WRITTEN TASK 1
Count the lines of the listing below that contain the string "yellow", and give only the number.

━━━━━ TEXT EXCERPT ━━━━━

Ras Al Khaimah’s external risk is covered, in our view, by the UAE’s extremely strong external balances combined with its system of fiscal transfers and banking coordination. Ras Al Khaimah’s sole domestically controlled bank--RAK Bank--sits within the supervisory remit of the central bank of UAE. In our view, the confluence of the UAE’s monetary and banking union limits the external risks of the smaller emirates and would provide a cushion in the event of an external shock. We expect the UAE’s current account to show an overall surplus of almost 10% of GDP in 2012, similar to 2011.

Ras Al Khaimah is part of a UAE-wide monetary union. The UAE dirham has effectively been pegged to the U.S. dollar since 1980. Hence, we assess the monetary conditions prevalent in the UAE as a whole in our credit analysis of Ras Al Khaimah and other emirates. Notwithstanding the stability provided by the exchange rate arrangement, we view monetary policy as lacking independence, with interest rates broadly following the U.S. policy rate.

━━━━━ STORED RECORDS ━━━━━

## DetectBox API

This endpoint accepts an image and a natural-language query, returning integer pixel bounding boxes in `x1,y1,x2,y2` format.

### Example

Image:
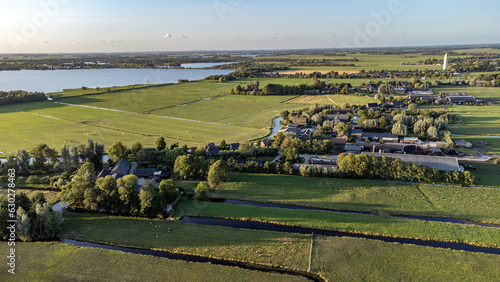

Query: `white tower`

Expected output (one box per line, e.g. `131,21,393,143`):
443,52,448,71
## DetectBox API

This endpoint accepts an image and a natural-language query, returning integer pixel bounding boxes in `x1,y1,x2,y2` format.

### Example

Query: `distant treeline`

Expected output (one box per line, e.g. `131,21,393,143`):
0,90,47,105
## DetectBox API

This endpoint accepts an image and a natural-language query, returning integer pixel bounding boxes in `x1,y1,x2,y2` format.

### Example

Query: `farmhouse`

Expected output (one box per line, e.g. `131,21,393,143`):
292,118,307,126
345,144,363,154
205,142,219,157
455,140,472,149
363,133,399,143
366,153,463,171
323,115,349,122
445,96,476,104
351,129,363,140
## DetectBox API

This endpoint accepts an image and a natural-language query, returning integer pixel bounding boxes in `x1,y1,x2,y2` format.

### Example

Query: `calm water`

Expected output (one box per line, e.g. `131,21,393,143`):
181,62,236,69
0,69,232,93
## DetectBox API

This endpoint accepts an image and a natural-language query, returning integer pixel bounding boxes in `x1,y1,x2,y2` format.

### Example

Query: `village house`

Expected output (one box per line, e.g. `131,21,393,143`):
363,133,399,143
205,142,219,157
351,129,363,140
323,115,349,122
292,118,307,126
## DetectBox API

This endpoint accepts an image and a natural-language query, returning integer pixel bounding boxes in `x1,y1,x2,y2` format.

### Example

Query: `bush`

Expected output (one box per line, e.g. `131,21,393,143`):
26,175,41,184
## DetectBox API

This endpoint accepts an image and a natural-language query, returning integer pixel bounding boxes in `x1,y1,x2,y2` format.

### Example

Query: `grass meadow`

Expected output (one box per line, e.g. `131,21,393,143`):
59,213,311,269
312,236,500,281
210,173,500,223
0,242,306,281
180,201,500,247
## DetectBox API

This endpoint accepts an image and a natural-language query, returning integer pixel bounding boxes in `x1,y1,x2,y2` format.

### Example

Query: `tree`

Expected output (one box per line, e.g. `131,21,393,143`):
208,160,227,187
130,142,142,157
95,175,120,210
427,126,439,139
340,85,349,95
281,147,299,163
158,179,179,207
139,183,160,217
116,174,140,214
108,141,127,161
464,170,474,186
16,207,32,242
219,140,229,150
194,181,210,198
155,136,167,151
61,145,71,171
70,146,80,167
61,162,95,207
16,150,30,174
391,123,408,136
311,114,323,124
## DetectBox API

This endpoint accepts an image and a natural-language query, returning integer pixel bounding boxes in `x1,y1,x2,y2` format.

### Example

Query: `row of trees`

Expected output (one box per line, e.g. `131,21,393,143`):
61,162,180,217
337,154,474,185
0,90,47,106
0,192,63,241
0,139,104,175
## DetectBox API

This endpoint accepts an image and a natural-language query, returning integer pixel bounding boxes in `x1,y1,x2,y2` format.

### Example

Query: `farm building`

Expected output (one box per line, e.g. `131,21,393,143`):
445,96,476,104
366,153,463,171
363,133,399,143
292,118,307,126
455,140,472,149
323,115,349,122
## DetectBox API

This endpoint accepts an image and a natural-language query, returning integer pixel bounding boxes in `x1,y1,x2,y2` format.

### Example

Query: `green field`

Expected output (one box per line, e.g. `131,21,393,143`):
59,213,311,269
210,173,500,223
180,201,500,247
55,213,499,281
0,242,306,281
312,236,500,281
465,162,500,187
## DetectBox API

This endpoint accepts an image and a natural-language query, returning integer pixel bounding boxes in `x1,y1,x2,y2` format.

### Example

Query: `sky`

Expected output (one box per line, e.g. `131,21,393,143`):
0,0,500,53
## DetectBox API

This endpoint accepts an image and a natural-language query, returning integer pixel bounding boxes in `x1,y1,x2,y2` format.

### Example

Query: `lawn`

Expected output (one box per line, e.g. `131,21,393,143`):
152,96,301,129
210,173,500,223
179,201,500,247
312,236,500,281
0,242,306,281
465,162,500,186
59,213,311,269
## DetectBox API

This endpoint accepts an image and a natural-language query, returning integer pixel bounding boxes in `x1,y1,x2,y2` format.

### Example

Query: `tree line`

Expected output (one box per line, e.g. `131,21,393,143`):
0,90,47,106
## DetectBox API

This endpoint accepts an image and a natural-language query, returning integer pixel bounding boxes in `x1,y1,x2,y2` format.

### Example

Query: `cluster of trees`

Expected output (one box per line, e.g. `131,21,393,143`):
0,90,47,106
0,139,104,175
61,162,180,217
0,193,63,241
337,154,474,185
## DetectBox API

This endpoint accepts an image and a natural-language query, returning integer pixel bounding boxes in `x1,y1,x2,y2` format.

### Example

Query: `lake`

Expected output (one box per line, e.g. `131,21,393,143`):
181,62,237,69
0,69,232,93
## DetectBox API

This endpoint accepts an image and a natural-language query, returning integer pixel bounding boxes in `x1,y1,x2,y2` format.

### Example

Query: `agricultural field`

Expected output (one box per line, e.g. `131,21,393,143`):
59,213,311,269
55,212,499,281
312,236,500,281
210,173,500,223
0,242,306,281
179,201,500,248
465,162,500,187
152,95,304,127
286,95,376,106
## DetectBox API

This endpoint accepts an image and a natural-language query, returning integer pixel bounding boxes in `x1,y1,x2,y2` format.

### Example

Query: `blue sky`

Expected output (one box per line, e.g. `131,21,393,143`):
0,0,500,53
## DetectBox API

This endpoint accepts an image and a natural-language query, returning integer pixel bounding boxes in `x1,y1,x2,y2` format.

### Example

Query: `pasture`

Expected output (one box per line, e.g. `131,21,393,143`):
180,201,500,247
210,173,500,223
60,213,311,269
312,236,500,281
0,242,306,281
286,95,376,106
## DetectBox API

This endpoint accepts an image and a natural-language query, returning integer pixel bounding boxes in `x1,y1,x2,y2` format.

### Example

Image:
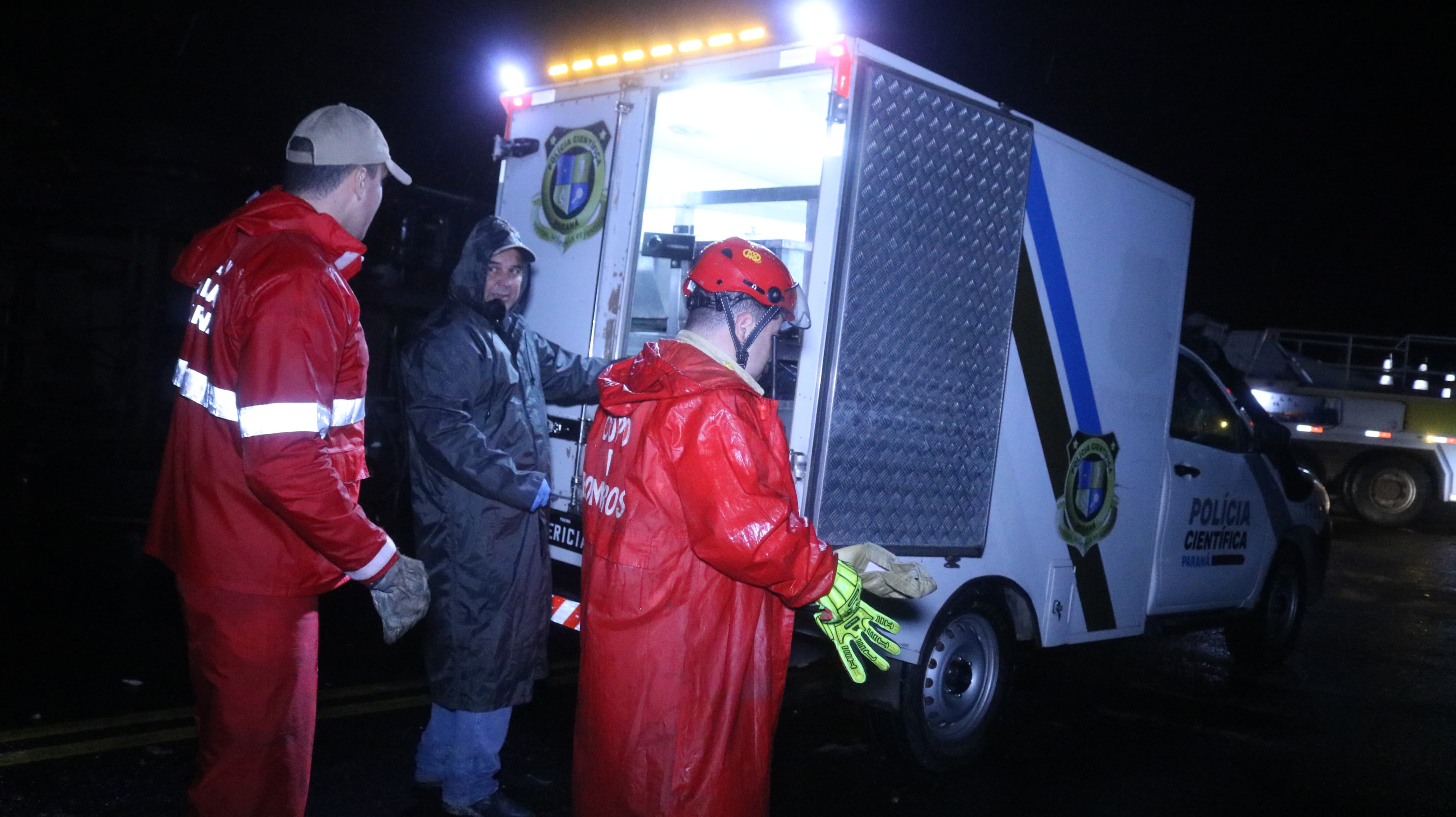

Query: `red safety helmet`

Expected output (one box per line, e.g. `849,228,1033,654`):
683,236,810,327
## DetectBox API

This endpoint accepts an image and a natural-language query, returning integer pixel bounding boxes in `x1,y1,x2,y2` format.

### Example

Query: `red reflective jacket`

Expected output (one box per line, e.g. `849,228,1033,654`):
572,341,834,817
146,189,396,596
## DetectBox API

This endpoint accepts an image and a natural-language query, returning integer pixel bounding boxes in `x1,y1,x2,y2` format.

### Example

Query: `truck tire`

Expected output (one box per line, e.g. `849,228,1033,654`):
1345,455,1431,527
1223,545,1309,667
872,593,1016,770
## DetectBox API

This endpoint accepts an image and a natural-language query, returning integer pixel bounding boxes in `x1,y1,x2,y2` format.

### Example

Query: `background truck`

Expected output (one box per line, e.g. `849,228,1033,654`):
497,29,1329,767
1223,329,1456,527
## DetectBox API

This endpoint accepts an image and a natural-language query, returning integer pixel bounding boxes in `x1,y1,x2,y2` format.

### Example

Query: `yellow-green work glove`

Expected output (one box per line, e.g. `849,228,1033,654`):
814,561,900,683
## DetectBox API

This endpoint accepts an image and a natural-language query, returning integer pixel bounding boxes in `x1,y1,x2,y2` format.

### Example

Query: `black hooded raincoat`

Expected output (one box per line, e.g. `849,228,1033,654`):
400,217,609,712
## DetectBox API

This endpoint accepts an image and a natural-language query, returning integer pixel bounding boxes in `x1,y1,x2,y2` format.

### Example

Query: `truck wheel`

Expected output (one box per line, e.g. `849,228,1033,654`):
1347,455,1431,527
1223,545,1309,667
875,594,1015,770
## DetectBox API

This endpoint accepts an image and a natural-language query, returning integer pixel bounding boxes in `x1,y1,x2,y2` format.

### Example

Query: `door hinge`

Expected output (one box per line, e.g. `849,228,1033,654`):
828,90,849,125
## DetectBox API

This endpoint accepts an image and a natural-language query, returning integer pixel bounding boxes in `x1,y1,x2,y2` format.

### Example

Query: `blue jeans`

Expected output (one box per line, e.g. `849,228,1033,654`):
415,703,511,805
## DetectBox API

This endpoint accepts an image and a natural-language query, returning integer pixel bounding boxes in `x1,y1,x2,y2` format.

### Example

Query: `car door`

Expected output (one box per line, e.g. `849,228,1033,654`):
1152,351,1281,613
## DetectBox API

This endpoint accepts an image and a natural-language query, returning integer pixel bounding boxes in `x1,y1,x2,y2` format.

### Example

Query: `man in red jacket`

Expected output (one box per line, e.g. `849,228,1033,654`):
146,105,428,817
574,239,900,817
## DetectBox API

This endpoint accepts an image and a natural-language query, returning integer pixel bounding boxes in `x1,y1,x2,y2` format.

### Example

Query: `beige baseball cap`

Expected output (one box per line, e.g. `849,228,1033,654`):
284,102,411,185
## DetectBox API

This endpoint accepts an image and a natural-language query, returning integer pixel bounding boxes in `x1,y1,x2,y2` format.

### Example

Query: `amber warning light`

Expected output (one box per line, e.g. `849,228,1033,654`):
546,26,767,80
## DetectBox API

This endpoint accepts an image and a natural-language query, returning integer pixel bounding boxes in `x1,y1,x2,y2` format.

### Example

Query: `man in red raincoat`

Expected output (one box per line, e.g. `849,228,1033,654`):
574,239,900,817
146,105,429,817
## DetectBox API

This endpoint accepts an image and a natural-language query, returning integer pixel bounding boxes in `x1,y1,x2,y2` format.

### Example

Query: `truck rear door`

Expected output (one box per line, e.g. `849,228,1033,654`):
495,87,652,561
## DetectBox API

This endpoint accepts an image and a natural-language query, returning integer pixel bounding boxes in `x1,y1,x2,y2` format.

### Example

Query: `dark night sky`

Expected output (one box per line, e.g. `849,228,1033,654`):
0,0,1456,335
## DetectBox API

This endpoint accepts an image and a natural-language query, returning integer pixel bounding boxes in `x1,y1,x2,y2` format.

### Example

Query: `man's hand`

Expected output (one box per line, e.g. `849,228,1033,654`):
531,479,550,511
368,554,429,644
814,561,900,683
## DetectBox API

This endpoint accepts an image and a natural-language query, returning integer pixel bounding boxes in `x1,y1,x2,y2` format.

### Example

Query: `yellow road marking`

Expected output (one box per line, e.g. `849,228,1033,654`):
0,682,429,767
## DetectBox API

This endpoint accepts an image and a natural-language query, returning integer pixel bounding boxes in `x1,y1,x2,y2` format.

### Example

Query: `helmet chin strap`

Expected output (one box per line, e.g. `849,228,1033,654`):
713,293,783,368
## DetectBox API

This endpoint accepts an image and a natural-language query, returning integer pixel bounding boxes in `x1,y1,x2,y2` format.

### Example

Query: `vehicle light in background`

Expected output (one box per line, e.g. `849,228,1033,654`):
501,65,526,95
546,26,769,79
793,3,839,42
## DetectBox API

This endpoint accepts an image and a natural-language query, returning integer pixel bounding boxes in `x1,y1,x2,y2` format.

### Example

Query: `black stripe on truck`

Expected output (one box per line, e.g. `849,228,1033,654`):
1010,242,1117,632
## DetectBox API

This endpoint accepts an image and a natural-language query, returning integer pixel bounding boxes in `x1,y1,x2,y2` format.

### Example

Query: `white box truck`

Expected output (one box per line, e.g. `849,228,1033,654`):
497,32,1329,767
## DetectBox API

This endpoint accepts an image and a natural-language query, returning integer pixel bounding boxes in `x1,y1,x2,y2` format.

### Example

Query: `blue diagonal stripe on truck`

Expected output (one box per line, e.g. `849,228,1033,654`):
1027,143,1102,434
1010,242,1117,632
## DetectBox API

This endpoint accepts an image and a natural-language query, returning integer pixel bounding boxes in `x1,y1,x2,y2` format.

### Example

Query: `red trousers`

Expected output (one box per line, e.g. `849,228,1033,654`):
178,580,319,817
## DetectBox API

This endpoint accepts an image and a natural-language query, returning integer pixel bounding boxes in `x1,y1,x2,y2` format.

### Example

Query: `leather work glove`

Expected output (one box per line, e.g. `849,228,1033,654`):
814,559,900,683
368,554,429,644
834,542,935,599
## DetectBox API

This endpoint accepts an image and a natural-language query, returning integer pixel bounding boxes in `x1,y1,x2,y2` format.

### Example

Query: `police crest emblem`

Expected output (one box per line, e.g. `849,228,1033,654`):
531,122,611,252
1057,431,1117,556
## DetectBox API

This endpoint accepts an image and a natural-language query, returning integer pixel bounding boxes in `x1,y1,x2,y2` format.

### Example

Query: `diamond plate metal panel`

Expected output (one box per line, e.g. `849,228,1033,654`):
816,63,1032,555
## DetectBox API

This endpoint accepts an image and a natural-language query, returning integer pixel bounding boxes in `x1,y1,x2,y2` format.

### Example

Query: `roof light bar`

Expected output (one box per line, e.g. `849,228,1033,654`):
546,26,769,79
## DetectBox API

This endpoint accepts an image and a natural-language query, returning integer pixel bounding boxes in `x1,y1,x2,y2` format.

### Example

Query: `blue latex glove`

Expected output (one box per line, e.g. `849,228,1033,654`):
531,479,550,511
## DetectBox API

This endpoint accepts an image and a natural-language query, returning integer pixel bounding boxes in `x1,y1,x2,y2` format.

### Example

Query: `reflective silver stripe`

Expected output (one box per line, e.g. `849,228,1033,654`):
172,360,237,422
237,403,330,437
344,536,394,581
172,358,364,437
329,397,364,425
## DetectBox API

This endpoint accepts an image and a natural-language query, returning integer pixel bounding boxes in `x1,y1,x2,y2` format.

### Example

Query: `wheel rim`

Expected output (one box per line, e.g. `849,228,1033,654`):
923,613,1000,740
1370,467,1415,514
1264,562,1300,642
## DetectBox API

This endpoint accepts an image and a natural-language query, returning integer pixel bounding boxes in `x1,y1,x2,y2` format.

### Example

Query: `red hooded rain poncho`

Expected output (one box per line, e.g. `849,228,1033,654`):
574,335,834,817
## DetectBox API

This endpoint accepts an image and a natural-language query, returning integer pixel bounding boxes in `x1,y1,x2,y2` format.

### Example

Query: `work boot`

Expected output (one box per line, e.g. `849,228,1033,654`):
441,789,536,817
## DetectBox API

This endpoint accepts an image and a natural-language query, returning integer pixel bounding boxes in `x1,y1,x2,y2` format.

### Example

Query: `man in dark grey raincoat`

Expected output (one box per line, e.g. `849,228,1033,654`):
402,217,609,816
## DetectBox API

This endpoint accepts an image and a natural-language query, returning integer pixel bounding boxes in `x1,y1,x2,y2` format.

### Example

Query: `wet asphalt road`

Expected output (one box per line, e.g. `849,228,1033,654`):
0,519,1456,817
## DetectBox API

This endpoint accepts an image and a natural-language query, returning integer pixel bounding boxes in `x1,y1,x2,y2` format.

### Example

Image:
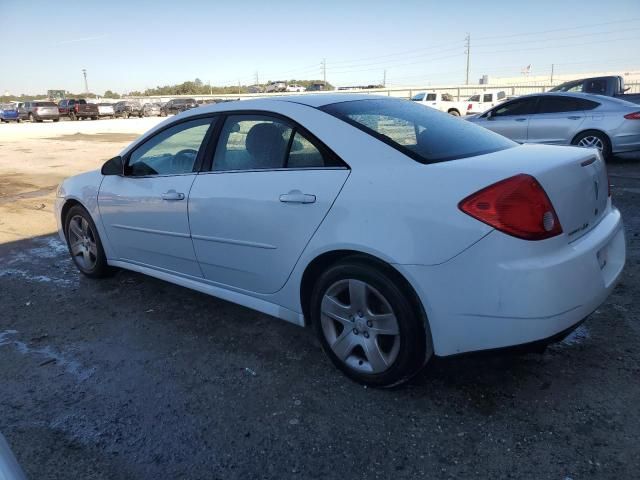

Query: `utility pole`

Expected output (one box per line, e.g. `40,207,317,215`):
82,68,89,93
464,33,471,85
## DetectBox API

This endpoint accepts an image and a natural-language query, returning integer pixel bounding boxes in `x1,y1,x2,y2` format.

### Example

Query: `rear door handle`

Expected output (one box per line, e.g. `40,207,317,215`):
280,190,316,203
160,190,184,201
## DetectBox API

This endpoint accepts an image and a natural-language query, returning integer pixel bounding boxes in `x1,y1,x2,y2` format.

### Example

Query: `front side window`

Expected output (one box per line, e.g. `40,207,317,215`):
491,97,538,117
127,118,211,177
213,115,344,171
321,99,517,163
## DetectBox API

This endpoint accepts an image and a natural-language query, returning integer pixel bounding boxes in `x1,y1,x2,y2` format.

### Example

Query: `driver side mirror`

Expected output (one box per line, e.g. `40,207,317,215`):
100,155,124,175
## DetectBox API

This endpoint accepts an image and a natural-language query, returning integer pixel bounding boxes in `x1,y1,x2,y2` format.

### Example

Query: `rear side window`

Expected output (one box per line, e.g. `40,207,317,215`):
322,99,517,163
538,95,599,113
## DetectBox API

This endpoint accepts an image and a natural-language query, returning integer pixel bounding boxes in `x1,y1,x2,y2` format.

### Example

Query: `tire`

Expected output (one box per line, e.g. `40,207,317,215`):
64,205,114,278
309,257,433,387
571,130,612,161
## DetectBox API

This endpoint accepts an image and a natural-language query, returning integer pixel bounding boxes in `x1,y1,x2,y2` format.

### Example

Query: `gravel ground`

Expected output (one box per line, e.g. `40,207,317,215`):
0,123,640,480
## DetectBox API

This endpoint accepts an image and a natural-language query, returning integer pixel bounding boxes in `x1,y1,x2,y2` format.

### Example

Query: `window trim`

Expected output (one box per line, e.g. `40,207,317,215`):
199,110,351,174
480,95,542,119
122,113,220,178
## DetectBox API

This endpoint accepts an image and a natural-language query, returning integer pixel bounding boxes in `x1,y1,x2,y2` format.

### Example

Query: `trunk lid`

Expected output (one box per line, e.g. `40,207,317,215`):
442,144,609,242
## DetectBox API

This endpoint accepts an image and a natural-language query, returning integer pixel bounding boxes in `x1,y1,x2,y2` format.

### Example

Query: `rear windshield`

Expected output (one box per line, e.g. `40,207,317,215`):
321,99,517,163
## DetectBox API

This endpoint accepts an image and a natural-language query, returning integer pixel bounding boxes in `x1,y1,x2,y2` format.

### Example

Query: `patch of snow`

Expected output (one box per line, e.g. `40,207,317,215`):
560,325,589,346
0,330,96,382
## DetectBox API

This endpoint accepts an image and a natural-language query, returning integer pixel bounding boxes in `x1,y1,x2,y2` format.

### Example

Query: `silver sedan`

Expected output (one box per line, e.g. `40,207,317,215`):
468,93,640,158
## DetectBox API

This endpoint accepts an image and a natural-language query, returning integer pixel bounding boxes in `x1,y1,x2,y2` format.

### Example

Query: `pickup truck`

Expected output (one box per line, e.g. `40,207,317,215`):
411,92,470,117
58,98,100,120
549,75,640,104
466,90,507,115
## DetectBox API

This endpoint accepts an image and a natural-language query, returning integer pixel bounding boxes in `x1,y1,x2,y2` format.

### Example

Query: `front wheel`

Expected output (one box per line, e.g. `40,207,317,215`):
571,130,611,160
65,205,113,278
310,258,432,387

━━━━━

WRITTEN TASK 2
Rewrite the Ras Al Khaimah text above, starting at "Ras Al Khaimah is" and ending at "U.S. policy rate.", with "dirham" replaced by "currency".

EXERCISE RESPONSE 1
2

EXERCISE RESPONSE 2
Ras Al Khaimah is part of a UAE-wide monetary union. The UAE currency has effectively been pegged to the U.S. dollar since 1980. Hence, we assess the monetary conditions prevalent in the UAE as a whole in our credit analysis of Ras Al Khaimah and other emirates. Notwithstanding the stability provided by the exchange rate arrangement, we view monetary policy as lacking independence, with interest rates broadly following the U.S. policy rate.